--- Provided records Enclosed Below ---
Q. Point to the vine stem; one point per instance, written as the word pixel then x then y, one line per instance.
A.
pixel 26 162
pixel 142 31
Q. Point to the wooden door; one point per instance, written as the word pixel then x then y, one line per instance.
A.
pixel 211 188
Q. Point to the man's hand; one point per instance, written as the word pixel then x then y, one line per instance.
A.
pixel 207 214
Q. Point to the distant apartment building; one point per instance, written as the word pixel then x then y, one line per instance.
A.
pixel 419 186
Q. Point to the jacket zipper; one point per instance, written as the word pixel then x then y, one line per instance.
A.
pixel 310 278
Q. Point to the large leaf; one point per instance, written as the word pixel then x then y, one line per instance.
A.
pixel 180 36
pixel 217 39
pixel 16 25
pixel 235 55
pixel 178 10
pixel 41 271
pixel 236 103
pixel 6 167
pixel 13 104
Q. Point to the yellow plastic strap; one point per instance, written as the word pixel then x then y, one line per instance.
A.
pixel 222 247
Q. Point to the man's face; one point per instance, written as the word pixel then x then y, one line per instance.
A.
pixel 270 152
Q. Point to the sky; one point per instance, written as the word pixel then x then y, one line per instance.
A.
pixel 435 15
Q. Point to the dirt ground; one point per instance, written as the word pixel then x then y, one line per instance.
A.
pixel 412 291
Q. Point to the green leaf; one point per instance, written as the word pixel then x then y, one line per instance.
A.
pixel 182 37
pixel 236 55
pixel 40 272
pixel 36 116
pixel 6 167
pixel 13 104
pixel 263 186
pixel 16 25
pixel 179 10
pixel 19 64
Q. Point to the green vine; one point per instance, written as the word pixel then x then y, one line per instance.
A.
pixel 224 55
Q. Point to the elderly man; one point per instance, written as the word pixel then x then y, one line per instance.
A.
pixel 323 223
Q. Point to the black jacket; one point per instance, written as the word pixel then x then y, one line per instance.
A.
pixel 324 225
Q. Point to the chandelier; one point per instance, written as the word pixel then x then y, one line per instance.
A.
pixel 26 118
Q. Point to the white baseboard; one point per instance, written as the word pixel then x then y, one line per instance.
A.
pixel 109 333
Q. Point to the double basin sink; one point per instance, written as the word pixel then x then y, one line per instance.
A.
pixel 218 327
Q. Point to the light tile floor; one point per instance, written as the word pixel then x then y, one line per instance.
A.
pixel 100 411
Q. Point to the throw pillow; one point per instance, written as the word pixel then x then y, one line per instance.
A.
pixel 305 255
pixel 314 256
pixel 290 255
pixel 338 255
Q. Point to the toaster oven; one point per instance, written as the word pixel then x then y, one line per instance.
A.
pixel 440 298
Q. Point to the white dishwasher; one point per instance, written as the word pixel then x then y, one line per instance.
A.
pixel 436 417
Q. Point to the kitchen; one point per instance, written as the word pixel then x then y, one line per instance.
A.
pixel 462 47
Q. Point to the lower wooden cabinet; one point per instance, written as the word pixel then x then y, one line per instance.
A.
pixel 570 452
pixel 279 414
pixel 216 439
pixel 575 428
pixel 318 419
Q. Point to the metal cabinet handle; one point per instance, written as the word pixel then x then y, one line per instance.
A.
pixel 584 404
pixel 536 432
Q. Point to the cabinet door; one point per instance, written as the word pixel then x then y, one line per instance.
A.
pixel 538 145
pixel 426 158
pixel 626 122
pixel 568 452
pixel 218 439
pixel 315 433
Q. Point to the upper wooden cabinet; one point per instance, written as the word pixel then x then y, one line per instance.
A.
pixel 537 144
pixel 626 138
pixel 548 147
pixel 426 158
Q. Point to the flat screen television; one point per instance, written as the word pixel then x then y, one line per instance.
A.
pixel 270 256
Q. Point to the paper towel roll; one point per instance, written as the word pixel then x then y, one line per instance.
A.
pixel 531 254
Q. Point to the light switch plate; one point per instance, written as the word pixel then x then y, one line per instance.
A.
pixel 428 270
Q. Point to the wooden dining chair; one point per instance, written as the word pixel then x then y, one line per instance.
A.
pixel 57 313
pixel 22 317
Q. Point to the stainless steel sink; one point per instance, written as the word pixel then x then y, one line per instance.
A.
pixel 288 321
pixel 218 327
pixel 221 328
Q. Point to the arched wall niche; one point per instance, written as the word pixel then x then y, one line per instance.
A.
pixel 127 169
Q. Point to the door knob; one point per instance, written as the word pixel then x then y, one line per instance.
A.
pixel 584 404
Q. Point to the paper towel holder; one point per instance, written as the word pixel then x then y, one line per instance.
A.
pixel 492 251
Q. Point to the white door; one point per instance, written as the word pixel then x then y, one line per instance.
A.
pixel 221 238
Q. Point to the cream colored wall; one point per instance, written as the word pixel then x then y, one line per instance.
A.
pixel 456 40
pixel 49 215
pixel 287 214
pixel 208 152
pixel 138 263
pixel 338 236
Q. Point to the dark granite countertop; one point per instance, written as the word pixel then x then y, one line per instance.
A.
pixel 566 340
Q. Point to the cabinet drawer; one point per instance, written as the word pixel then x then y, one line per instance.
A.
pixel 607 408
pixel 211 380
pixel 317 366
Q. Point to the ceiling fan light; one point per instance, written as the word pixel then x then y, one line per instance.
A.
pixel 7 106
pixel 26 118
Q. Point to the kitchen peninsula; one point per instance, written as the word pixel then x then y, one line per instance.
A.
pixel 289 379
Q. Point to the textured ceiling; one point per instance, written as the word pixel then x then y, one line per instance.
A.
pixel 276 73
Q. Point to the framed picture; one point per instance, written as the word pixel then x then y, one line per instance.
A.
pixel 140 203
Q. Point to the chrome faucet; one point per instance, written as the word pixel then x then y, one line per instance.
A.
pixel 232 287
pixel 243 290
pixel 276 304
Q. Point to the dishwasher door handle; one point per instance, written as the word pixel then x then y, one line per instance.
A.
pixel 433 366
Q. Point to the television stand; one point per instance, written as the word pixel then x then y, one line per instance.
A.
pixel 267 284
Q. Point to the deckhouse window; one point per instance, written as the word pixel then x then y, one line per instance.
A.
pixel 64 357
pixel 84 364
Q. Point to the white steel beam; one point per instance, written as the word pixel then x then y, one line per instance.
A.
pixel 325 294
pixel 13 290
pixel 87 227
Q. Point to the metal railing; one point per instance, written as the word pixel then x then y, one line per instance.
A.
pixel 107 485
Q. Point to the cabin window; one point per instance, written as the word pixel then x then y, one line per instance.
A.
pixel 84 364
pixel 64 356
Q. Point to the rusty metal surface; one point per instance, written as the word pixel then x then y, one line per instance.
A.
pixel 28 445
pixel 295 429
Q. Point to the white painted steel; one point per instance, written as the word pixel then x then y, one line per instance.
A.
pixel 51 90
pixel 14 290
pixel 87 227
--- End of Enclosed Provided records ---
Return every line from the entries above that includes the word "ceiling".

Q. Point to the ceiling fan light; one point per instance, written as the word pixel then x then y, one line per instance.
Q. Point to the textured ceiling; one point per instance, written as the word pixel then x then y, one line per instance.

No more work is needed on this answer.